((

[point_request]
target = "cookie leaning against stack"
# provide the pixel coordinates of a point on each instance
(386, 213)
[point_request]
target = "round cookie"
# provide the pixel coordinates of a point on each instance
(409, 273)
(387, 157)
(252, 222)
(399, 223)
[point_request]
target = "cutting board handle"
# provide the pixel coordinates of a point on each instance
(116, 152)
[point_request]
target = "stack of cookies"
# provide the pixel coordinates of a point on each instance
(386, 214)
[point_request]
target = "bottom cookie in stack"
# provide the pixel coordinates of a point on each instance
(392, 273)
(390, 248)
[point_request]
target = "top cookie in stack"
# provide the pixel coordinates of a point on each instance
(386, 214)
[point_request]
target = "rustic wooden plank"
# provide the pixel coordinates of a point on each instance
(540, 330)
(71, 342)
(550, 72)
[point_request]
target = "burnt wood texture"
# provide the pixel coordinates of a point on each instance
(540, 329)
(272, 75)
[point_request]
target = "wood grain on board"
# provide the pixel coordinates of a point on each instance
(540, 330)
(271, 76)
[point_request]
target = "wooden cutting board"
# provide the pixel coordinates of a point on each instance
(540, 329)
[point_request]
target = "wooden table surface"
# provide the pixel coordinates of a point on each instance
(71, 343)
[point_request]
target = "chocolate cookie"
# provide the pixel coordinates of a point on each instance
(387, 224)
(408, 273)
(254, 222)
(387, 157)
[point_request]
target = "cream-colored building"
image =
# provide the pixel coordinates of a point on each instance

))
((

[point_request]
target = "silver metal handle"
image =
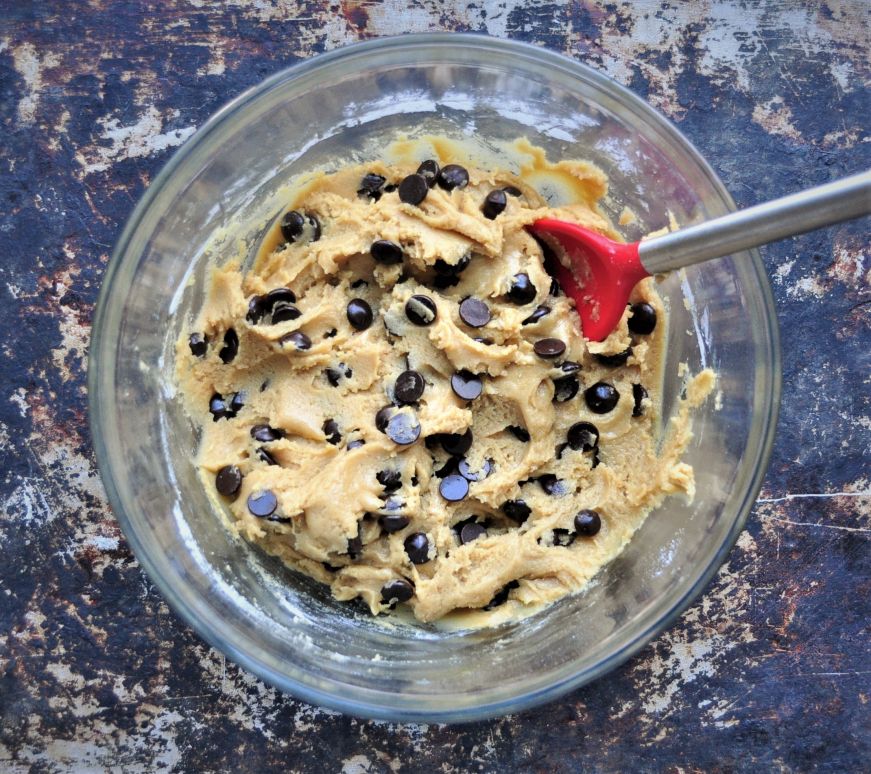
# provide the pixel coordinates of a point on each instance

))

**Instructions to follow:**
How many lines in the entries above contain the string "board"? Case counts; reply with the number only.

**Written answer:**
3